§ **WHAT IS NEEDED**
Continue the news article about autism rates and rainfall with the next few paragraphs, starting after its final quoted sentence.

§ **PASSAGE SHOWN**
'''

Autism higher for kids in rainy climes
Children in California, Oregon and Washington are more likely to develop autism if they lived in counties with higher levels of annual rainfall when they were 3 or younger, suggesting that something about wet weather may trigger the disorder, according to a study released Monday.
Among possible explanations: Bad weather could lead to more TV and video viewing, which in very young children have been linked to language-development problems. Or staying indoors could cause a deficit of vitamin D, the “sunshine vitamin,” increasingly found to play a role in health.
“If it rains a lot, children spend more time inside,” said Sean Nicholson, a Cornell University policy analyst and an author of the study published in Archives of Pediatrics & Adolescent Medicine. “It could be that there was something positive outside that they’re getting less of, or there’s something in the indoor environment that’s harmful.”

'''

§ **SOURCE DATA**
'''

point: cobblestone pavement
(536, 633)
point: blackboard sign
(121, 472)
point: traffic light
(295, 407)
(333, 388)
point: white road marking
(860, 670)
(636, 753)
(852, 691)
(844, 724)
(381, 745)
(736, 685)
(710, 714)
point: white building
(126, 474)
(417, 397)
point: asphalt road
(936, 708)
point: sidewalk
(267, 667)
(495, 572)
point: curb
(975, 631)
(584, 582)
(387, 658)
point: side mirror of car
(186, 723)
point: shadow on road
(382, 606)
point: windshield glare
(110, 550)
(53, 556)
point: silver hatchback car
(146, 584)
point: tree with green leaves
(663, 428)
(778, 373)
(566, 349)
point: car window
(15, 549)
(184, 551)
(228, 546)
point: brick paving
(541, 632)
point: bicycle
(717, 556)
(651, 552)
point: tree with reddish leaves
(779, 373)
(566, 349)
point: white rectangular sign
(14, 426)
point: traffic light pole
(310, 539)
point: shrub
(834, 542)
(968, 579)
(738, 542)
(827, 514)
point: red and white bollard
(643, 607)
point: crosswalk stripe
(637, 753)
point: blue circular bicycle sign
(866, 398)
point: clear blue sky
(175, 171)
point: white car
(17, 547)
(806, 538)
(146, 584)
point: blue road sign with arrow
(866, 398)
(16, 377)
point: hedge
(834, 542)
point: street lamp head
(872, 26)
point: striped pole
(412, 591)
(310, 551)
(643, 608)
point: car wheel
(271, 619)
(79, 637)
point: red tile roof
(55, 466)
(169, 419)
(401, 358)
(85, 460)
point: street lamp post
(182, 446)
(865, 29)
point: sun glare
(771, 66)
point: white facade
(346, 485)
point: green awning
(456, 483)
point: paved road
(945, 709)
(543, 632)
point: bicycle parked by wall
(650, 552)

'''

§ **YOUR RESPONSE**
The study and an accompanying editorial stressed that the association between autism and precipitation has not been clinically proven and that possible explanations need further testing.
“This is iffy, tentative stuff, not because the researchers aren’t competent but because it’s a difficult problem to study,” said Dr. Noel Weiss, a University of Washington epidemiologist who wrote the editorial. “The hope is that by reading this article, other researchers will look into this question.”
Federal health officials estimate that autism affects 1 in 150 children in the United States, a number that has risen dramatically in the last three decades, from roughly 1 in 2,500. The increase is due partly to an expansion of the diagnostic criteria to include milder, related conditions as well as to increased awareness.
Autism is a neurodevelopmental disorder that impairs communication and socialization and is often marked by repetitive behaviors such as rocking and head banging. Its origin remains a mystery, but scientists have discovered a number of genes that play a role, possibly in conjunction with environmental factors.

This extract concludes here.